===== DATA TO EXAMINE
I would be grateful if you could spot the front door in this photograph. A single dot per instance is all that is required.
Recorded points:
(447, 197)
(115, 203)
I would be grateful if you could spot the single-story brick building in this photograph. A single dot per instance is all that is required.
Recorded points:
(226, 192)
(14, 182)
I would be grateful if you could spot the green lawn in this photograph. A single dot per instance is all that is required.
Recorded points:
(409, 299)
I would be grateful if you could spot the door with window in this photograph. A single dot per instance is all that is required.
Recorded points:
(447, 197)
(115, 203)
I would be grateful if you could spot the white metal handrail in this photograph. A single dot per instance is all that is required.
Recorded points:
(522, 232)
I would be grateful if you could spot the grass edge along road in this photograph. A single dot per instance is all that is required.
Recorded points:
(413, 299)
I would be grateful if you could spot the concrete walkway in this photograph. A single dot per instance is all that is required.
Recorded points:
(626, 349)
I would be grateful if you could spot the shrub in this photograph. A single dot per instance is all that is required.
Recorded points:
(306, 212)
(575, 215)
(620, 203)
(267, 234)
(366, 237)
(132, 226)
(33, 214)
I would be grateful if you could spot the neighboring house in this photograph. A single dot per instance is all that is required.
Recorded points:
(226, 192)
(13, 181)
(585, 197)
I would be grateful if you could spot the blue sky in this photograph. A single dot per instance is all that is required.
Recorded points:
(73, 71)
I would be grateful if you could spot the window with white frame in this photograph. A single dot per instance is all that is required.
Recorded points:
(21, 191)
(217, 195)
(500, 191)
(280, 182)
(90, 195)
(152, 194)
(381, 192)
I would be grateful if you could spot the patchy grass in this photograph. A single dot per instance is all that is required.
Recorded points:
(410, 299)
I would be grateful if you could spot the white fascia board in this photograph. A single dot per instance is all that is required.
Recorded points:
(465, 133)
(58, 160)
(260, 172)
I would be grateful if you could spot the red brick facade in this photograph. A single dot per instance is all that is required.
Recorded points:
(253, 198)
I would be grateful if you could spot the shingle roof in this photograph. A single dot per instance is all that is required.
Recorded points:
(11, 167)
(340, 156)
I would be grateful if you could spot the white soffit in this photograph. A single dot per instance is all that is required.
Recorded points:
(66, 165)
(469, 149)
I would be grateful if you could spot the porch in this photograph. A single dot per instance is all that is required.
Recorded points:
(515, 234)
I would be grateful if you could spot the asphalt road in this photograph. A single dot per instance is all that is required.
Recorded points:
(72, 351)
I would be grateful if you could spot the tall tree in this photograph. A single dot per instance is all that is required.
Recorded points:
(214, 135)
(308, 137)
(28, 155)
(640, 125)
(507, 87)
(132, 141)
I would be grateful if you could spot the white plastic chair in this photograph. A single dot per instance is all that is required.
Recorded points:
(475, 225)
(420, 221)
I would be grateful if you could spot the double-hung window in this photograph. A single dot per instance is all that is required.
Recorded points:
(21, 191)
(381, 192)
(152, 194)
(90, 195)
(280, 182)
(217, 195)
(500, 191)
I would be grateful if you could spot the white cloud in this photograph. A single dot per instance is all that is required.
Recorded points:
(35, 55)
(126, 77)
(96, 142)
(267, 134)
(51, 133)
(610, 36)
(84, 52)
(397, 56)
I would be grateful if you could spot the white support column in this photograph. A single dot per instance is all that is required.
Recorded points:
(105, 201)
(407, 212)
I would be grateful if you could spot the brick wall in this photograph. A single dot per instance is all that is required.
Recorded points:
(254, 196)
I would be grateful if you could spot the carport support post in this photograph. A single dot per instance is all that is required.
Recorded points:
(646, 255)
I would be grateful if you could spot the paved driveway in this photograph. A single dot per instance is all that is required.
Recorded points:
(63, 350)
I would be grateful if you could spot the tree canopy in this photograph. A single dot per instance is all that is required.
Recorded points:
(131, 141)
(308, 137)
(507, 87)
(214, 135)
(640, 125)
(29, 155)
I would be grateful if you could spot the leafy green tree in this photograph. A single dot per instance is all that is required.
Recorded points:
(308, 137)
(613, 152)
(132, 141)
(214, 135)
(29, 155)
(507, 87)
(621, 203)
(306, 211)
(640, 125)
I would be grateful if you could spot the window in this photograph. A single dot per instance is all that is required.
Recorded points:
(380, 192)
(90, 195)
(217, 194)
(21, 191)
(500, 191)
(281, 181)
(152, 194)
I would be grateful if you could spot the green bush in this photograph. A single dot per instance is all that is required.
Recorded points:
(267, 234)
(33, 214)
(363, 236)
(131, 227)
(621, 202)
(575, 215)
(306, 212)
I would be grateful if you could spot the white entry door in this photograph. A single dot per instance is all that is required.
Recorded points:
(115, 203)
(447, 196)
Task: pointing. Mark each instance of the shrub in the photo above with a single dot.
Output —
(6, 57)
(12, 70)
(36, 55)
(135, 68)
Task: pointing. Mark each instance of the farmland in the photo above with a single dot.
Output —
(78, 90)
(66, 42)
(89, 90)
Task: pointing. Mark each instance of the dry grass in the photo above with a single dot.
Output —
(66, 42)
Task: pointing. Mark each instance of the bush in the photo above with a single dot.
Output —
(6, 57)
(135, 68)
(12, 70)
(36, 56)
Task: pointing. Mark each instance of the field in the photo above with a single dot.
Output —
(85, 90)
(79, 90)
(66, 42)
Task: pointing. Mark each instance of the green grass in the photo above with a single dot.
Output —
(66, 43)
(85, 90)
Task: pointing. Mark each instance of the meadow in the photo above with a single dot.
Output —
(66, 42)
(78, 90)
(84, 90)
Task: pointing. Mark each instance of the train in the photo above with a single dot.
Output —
==========
WORK TO BE COMPLETED
Go through the material line by line. Show each line that contains the string "bush".

OUTPUT OF THE EXERCISE
I would be grateful if you could spot the green bush in this photograph. A single dot per instance is all that is required.
Task: pointing. Mark each instance of the bush in the photo above with a single dot.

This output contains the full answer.